### Page excerpt
◇ ◇ ◇ ◇ ◇ ◇ ◇

The great era for spy novels ends with the death of John le Carre
‘‘When you enter the secret world and you are engaged in the intensive examination of your enemy, your opponent, you in a sense begin to know him and think about him not just as an opponent but some kind of secret sharer.’’
John le Carre wrote 26 novels during his career, the last coming out in 2019.Credit:Charlotte Hadden
That was John le Carre, who has died at the age of 89, talking to The Age in 2001 about his own experiences with the British secret service before he embarked on his long and more successful career as a spy novelist and fierce critic of the hypocrisy and moral and political decline of his country – and, indeed, the west. He died of pneumonia on Sunday morning (Australian time) just as the British government was stumbling towards the final deadline for Brexit, a development he loathed.
In a sense how he defined his experience running agents in East Germany for MI6 determined the nature of his novels and particularly the three great Cold War novels featuring his best-known protagonist, George Smiley: there was a lot of talk, a lot of thought and a lot of smart people trying to get a handle on what the Soviet Union and its spymaster, Karla, were up to, and then outwit them. And, of course, they were frequently hindered by a traitor - a mole - in their midst.
John le Carre adopted his new name after the success of The Spy Who Came in From the Cold.Credit:
The contemporary British spy novelist, Mick Herron, often seen as a successor to le Carre – something he dismisses – regards the trilogy, which began with Tinker Tailor Soldier Spy, as the benchmark for spy fiction.

◇ ◇ ◇ ◇ ◇ ◇ ◇

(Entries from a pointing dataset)
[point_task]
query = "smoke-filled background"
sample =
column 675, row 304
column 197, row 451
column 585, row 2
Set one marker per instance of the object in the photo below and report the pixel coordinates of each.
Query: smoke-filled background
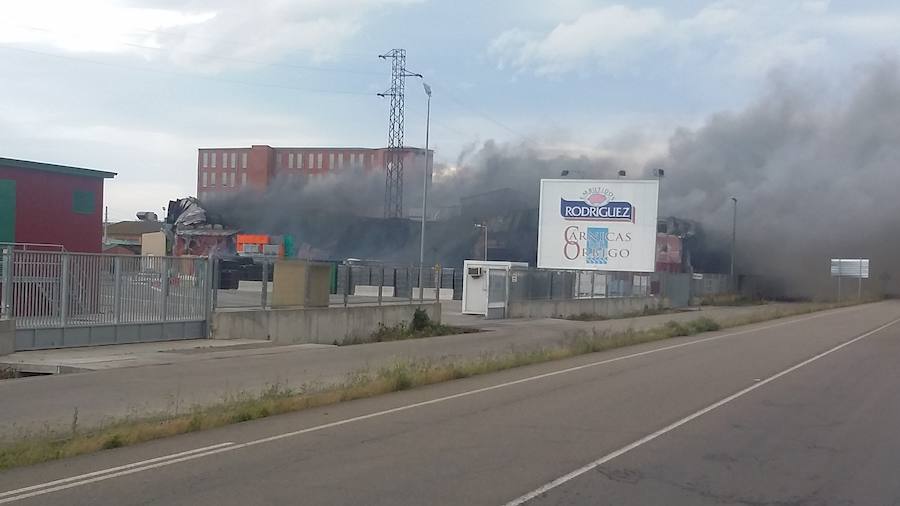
column 814, row 167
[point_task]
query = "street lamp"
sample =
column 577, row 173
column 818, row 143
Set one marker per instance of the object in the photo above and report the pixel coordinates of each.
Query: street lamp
column 733, row 241
column 424, row 192
column 484, row 227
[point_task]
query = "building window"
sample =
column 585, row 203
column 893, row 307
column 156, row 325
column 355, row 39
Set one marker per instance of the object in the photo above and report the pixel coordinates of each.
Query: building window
column 83, row 202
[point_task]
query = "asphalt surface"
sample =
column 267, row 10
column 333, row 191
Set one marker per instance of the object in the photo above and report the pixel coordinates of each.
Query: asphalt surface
column 177, row 383
column 796, row 411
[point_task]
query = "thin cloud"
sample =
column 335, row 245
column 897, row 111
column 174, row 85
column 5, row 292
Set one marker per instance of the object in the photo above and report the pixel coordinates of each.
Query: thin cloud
column 727, row 37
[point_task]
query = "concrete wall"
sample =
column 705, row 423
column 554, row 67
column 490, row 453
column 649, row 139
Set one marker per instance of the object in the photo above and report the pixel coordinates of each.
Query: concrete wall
column 610, row 307
column 7, row 337
column 314, row 325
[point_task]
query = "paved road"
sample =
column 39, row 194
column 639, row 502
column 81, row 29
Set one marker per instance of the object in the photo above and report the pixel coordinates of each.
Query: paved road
column 30, row 404
column 798, row 411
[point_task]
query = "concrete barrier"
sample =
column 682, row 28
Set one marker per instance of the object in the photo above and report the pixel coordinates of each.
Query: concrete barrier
column 314, row 325
column 608, row 307
column 372, row 291
column 7, row 337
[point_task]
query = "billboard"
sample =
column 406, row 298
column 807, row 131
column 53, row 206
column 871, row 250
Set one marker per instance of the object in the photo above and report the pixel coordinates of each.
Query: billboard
column 597, row 225
column 850, row 267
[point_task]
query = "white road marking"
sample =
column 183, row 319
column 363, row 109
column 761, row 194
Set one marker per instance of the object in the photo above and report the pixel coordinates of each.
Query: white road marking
column 167, row 460
column 110, row 470
column 650, row 437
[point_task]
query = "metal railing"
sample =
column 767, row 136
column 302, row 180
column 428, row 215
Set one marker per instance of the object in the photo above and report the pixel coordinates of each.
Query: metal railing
column 369, row 283
column 540, row 284
column 31, row 246
column 42, row 289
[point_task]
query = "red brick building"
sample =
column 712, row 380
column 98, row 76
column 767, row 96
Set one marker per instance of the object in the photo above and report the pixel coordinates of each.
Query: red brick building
column 44, row 203
column 225, row 170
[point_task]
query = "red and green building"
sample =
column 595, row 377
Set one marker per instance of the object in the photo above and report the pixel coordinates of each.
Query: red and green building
column 45, row 203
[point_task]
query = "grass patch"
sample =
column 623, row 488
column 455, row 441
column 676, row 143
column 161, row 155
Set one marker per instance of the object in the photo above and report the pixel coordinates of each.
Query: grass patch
column 402, row 375
column 420, row 326
column 594, row 317
column 730, row 299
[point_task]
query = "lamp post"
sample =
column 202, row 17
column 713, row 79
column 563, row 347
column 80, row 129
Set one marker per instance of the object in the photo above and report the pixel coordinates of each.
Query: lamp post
column 424, row 193
column 484, row 227
column 733, row 241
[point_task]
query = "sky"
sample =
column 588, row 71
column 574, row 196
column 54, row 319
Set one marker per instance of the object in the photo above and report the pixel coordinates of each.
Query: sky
column 137, row 86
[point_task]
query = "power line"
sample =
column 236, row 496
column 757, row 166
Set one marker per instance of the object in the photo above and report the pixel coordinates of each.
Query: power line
column 190, row 76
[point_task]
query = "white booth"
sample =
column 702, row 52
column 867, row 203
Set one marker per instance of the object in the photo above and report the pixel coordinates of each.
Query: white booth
column 477, row 285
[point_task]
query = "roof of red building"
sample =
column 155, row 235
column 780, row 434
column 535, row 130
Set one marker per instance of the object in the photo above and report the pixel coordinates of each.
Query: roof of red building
column 52, row 167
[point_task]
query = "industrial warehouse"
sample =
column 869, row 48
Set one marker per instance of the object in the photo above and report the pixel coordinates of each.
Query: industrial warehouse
column 580, row 253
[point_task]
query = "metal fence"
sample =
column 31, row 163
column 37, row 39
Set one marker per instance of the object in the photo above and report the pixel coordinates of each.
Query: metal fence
column 43, row 289
column 539, row 284
column 354, row 284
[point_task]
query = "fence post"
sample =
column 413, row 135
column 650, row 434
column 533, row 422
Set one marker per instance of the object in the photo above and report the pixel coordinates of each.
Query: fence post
column 63, row 289
column 437, row 283
column 380, row 283
column 164, row 311
column 264, row 296
column 213, row 280
column 6, row 281
column 117, row 290
column 347, row 285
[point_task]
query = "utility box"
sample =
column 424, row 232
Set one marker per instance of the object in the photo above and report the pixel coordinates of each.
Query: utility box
column 484, row 286
column 301, row 284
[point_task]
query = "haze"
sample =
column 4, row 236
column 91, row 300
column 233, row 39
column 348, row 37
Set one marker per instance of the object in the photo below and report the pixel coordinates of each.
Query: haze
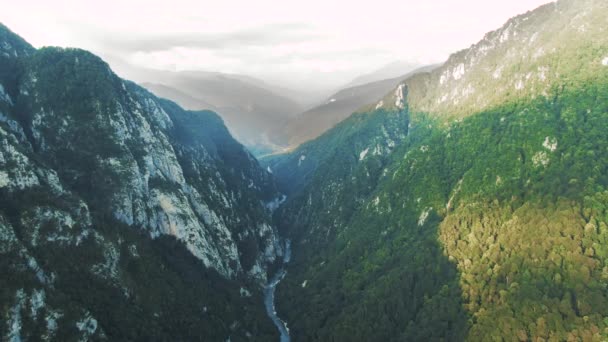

◇ ◇ ◇ ◇ ◇ ◇ ◇

### Written instruction 1
What illness did John le Carre die of, according to the article about his death?
### Written instruction 2
Resume the article about John le Carre's death, picking up right after its final sentence.

### Reply 1
He died of pneumonia.

### Reply 2
Like an earlier master of spy fiction, Graham Greene, le Carre was a great storyteller. And it’s significant that so many of his novels have been adapted for large and small screens. Alec Guiness’ portrayal of Smiley for the BBC television series is legendary, as was Richard Burton’s portrayal of Alec Leamas in the stark, black and white film of The Spy Who Came in From the Cold. More recent adaptations include The Night Manager, The Little Drummer Girl and The Constant Gardener.
He published the first of his 26 novels, Call for the Dead, in 1961, but it was the huge success of The Spy Who Came in from the Cold in 1963 that prompted a change of name from David Cornwell to John le Carre and a departure from the intelligence service.
His publisher told him he should choose a name with two Anglo-Saxon monosyllables such as John Smith. That was not for him.
‘‘I thought, no, what they like is three bits to a name. A kind of reassuring Anglo-Saxon first name, then a little bit in the middle - an American would have an initial, ‘von’ wouldn't have been popular - and then the ‘Carre’ was a sort of game I played.’’ It means John the Square.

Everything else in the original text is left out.